Stored data entries:

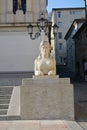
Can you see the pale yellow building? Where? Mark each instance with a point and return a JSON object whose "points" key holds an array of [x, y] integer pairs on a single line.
{"points": [[17, 50], [64, 17]]}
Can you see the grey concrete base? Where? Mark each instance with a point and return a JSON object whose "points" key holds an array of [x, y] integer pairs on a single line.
{"points": [[14, 106], [46, 97]]}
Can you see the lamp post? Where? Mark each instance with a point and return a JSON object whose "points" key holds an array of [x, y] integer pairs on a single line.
{"points": [[42, 25], [86, 9]]}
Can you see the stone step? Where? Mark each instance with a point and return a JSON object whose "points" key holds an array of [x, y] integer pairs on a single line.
{"points": [[4, 106], [4, 101], [3, 112], [3, 92], [5, 96], [8, 89], [4, 117]]}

**Your objective**
Print the line with "Can you see the stone" and every line after it in the entries above, exactly as written. Leave out all other lines.

**Completed exercise**
Can you see the stone step? Where? Mark each instance with a point and return a JSON object whose "points" key holds an array of [x, y] integer pairs on a single line.
{"points": [[4, 106], [4, 101], [3, 112], [3, 92], [5, 96], [8, 89], [4, 117]]}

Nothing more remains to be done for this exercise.